• _SELECTION_:

____

2. Disclosure Information
The emission of fuel vapor from gasoline fueled automotive vehicles has been controlled for many years. Commonly used evaporative control systems employ a carbon canister for storing fuel vapors generated by the evaporation of liquid fuel from the vehicle's fuel tank. Vapors are conducted through a suitable valve system and conduit to the carbon canister when the engine is not running. During operation of the vehicle engine, fresh air will be drawn over the storage medium in the canister so as to purge collected vapors from the canister.
In the future, it is likely that vehicles will be required to have the capability of capturing and storing fuel vapor not only during normal operation of the vehicle but also during refueling.
The collection and processing of vapors during refueling presents a special challenge to the designer of an evaporative emission control system because large quantities of vapor are generated during a relatively short time. And, the vehicle engine is usually not operating during the refueling process. As a result, the engine will not consume any vapor during refueling and the vapor collection system must be sized so that the entire amount of vapor generated during the refueling process can be captured and stored.
U.S. Pat. No. 4,787,529 to Harris discloses a vapor-liquid control fuel cap having a complex valving system for not only closing the fuel tank filler neck and for relieving pressure and vacuum, but also for controlling fuel spillage in the event of a vehicle rollover. The system disclosed in the '529 patent does not, however, include means for routing fuel vapor to one or more collection canisters selectively.
U.S. Pat. No. 4,874,020 to Bucci discloses a system for controlling fuel vapors in which a valve is controlled by the physical insertion of a fill cap into the filler neck. The system of the '020 patent suffers from the disadvantage that fuel pressure will be allowed to build during the time the tank cap is installed. This is undesirable because pressure within the tank may cause expulsion of the fuel when the cap is removed.
U.S. Pat. No. 4,742,809 to Ito et al. and U.S. Pat. No. 4,881,578 to Rich et al. disclose vapor control systems having valves displaced by a fuel nozzle so as to control vapor flow. Such systems suffer from the problem that mechanical wear and rough handling may render the valves inoperative.

____

• _DATA_:

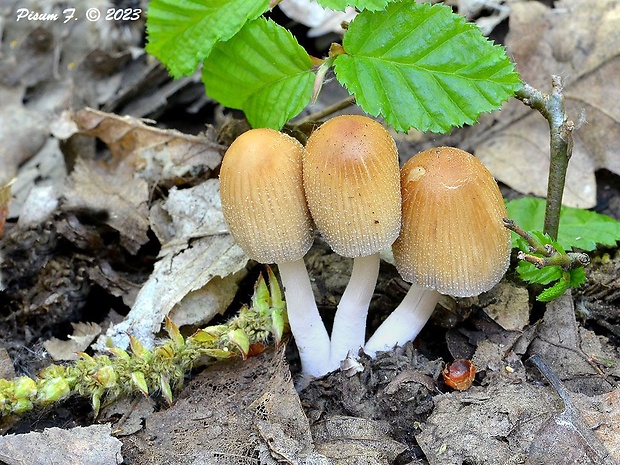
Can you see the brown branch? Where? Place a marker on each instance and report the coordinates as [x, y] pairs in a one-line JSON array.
[[561, 145]]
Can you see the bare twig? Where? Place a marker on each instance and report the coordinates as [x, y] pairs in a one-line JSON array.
[[561, 145], [342, 104]]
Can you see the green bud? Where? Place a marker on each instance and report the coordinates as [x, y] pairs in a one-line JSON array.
[[137, 377], [279, 324], [52, 390], [25, 387], [174, 333], [240, 339], [219, 353], [52, 371], [260, 299], [21, 406], [106, 377], [138, 349], [165, 389], [274, 288], [120, 353], [96, 400]]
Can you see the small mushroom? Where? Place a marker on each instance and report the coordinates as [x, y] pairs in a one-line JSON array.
[[265, 208], [351, 180], [452, 241]]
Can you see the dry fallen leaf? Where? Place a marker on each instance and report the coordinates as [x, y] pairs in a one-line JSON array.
[[155, 154], [199, 250], [320, 20], [93, 445], [116, 191], [346, 440], [580, 41], [83, 335]]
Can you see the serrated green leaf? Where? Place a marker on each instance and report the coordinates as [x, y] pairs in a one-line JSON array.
[[554, 291], [530, 274], [423, 66], [182, 33], [341, 5], [579, 228], [263, 71]]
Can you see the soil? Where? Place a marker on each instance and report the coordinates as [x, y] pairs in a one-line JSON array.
[[395, 409]]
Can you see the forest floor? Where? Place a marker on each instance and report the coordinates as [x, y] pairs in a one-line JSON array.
[[100, 207]]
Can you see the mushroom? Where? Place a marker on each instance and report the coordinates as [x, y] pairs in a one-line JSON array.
[[351, 180], [265, 209], [452, 239]]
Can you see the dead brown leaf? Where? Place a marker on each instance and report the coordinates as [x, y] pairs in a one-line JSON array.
[[83, 335], [199, 248], [580, 41], [156, 154], [117, 192], [94, 445]]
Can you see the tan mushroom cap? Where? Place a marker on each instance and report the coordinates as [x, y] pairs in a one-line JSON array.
[[262, 196], [351, 179], [453, 239]]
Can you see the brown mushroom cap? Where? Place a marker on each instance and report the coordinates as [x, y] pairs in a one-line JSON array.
[[352, 185], [453, 239], [262, 196]]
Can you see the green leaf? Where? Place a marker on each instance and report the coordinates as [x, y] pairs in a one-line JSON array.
[[577, 277], [530, 274], [263, 71], [182, 33], [341, 5], [579, 228], [422, 66], [556, 290]]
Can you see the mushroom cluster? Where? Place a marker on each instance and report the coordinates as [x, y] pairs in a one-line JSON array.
[[442, 213]]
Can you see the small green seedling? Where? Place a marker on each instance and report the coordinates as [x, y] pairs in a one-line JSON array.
[[544, 260], [105, 378], [415, 64]]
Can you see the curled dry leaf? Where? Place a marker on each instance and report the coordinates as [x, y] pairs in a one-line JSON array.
[[94, 445], [155, 154], [191, 259], [117, 192], [578, 40], [83, 335]]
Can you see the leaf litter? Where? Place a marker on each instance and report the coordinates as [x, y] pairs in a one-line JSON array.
[[250, 410]]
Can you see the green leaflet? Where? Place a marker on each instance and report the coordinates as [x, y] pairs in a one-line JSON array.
[[371, 5], [582, 229], [263, 71], [182, 33], [422, 66]]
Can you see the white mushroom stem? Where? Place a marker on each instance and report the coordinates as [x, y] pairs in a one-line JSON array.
[[304, 319], [349, 330], [405, 322]]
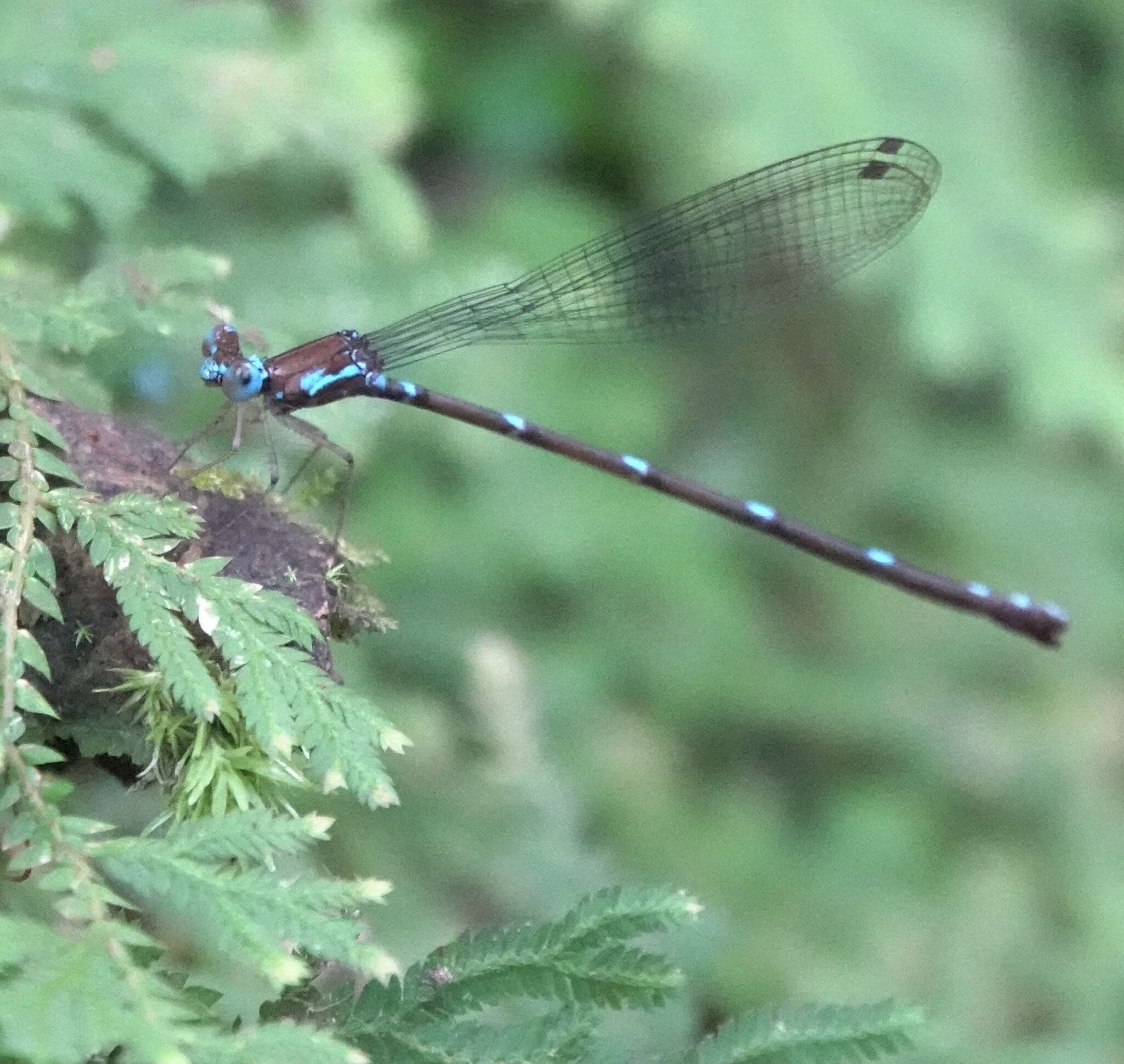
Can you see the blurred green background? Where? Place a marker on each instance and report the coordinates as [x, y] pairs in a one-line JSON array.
[[873, 796]]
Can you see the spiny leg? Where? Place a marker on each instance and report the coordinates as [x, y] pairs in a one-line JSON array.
[[206, 431], [319, 440], [235, 443], [271, 452]]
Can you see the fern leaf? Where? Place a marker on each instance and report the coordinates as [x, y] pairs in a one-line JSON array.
[[812, 1035], [68, 998], [252, 916]]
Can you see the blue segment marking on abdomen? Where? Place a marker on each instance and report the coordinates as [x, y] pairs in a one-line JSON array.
[[317, 380]]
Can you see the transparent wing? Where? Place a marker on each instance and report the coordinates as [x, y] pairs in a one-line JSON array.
[[718, 255]]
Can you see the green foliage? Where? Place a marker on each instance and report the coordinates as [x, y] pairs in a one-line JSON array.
[[251, 916], [831, 1035], [870, 795]]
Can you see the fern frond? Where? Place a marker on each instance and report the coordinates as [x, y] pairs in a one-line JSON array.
[[812, 1035], [285, 699], [579, 960], [553, 1038], [291, 1043], [252, 916], [254, 836], [70, 997]]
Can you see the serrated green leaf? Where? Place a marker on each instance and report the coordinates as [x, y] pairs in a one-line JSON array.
[[40, 755], [31, 701], [29, 650], [41, 597], [41, 562]]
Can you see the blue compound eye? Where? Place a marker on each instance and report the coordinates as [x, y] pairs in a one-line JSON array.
[[243, 380]]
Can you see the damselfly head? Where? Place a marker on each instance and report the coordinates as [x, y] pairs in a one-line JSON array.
[[241, 376]]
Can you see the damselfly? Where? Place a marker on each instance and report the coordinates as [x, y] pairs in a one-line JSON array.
[[715, 256]]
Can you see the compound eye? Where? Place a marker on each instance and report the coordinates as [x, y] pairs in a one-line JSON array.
[[243, 381]]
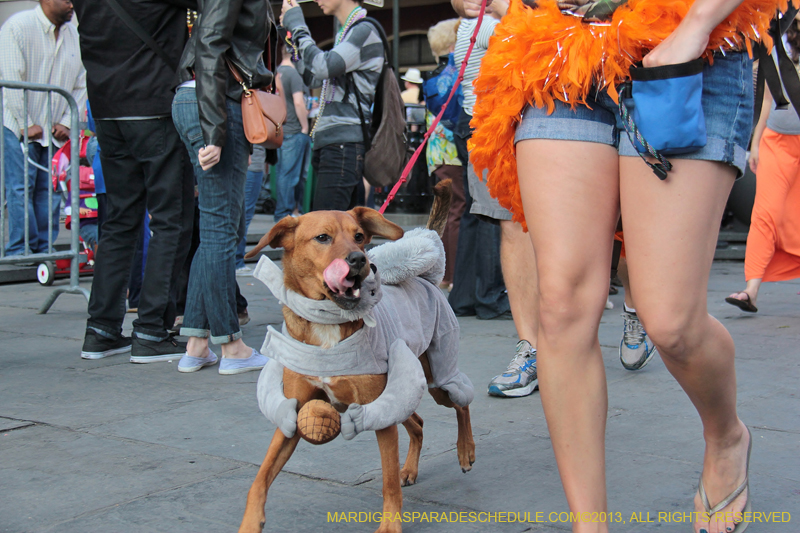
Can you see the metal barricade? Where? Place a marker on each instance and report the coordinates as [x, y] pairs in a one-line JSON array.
[[74, 253]]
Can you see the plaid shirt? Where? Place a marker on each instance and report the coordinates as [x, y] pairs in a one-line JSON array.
[[30, 52]]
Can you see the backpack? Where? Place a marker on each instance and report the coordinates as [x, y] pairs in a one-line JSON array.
[[385, 147]]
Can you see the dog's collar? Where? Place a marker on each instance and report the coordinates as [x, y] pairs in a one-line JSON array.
[[320, 311]]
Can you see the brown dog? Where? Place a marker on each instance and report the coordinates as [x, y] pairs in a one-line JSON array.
[[315, 247]]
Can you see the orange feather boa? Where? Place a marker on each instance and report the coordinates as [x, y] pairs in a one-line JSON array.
[[540, 55]]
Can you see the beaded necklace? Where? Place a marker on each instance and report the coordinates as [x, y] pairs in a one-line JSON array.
[[327, 87]]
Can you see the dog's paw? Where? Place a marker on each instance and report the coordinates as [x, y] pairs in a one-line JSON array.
[[352, 421], [287, 417]]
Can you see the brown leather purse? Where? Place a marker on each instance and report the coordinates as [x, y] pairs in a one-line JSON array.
[[263, 114]]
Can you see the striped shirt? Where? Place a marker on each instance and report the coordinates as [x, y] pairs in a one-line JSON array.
[[30, 52], [465, 31], [360, 53]]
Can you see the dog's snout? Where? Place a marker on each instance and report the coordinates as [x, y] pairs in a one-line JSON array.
[[356, 261]]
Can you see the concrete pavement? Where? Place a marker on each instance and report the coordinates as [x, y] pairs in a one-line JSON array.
[[109, 446]]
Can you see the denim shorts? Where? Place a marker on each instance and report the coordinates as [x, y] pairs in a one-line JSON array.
[[727, 105]]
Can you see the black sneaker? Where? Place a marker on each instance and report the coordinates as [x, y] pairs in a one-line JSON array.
[[96, 346], [144, 351]]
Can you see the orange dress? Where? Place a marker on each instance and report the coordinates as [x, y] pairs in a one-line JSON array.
[[538, 56], [773, 244]]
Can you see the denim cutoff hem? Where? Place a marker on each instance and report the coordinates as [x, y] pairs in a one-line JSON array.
[[206, 334], [727, 106]]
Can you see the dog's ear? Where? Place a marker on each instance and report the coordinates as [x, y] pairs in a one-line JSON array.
[[280, 236], [376, 224]]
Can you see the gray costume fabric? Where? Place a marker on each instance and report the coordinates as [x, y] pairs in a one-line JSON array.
[[411, 317]]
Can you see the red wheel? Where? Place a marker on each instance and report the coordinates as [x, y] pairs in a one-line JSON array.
[[46, 273]]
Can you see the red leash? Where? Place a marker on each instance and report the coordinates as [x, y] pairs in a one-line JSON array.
[[410, 165]]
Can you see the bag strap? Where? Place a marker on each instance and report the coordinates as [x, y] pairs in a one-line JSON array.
[[237, 76], [364, 128], [771, 75], [136, 28], [663, 165]]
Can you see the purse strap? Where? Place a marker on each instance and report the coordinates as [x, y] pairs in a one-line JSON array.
[[237, 76], [663, 165], [143, 35]]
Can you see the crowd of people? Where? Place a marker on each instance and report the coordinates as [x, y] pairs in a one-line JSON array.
[[542, 173]]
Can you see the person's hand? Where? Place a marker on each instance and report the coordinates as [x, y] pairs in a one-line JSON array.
[[34, 132], [753, 161], [498, 9], [208, 156], [686, 43], [469, 8], [60, 132], [287, 5]]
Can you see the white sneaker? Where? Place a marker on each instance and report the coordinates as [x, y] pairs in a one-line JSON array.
[[635, 348], [244, 271]]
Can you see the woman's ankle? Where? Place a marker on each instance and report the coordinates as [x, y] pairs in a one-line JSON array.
[[197, 347]]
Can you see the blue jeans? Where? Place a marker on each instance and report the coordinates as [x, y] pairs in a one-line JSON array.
[[211, 298], [252, 189], [40, 210], [478, 286], [339, 170], [292, 163]]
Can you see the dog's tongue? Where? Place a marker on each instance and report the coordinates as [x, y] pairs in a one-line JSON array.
[[336, 276]]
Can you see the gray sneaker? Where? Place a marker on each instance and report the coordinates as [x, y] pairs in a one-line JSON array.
[[635, 348], [520, 378]]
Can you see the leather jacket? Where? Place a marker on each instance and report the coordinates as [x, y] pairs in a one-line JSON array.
[[238, 30]]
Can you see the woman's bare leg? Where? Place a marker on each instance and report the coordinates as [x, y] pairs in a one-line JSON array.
[[671, 231], [570, 190]]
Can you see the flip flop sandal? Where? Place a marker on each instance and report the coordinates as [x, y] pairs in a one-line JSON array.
[[741, 526], [744, 305]]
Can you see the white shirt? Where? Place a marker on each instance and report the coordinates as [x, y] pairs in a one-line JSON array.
[[465, 31], [30, 52]]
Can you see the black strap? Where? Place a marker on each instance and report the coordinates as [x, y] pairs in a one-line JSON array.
[[364, 128], [143, 35], [771, 75], [350, 80]]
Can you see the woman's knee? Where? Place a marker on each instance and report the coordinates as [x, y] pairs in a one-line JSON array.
[[673, 332], [568, 302]]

____

• _LIST OF TASKS_:
A – Translate this sentence from the fuel vapor passage into Spanish: "In the future, it is likely that vehicles will be required to have the capability of capturing and storing fuel vapor not only during normal operation of the vehicle but also during refueling."
B – Repeat the fuel vapor passage word for word, beginning at the words "U.S. Pat. No. 4,787,529" and stopping after "collection canisters selectively.".

• _ANSWERS GIVEN_:
A – En el futuro, es probable que se exija a los vehículos tener la capacidad de capturar y almacenar el vapor de combustible no solo durante el funcionamiento normal del vehículo, sino también durante el repostaje.

B –
U.S. Pat. No. 4,787,529 to Harris discloses a vapor-liquid control fuel cap having a complex valving system for not only closing the fuel tank filler neck and for relieving pressure and vacuum, but also for controlling fuel spillage in the event of a vehicle rollover. The system disclosed in the '529 patent does not, however, include means for routing fuel vapor to one or more collection canisters selectively.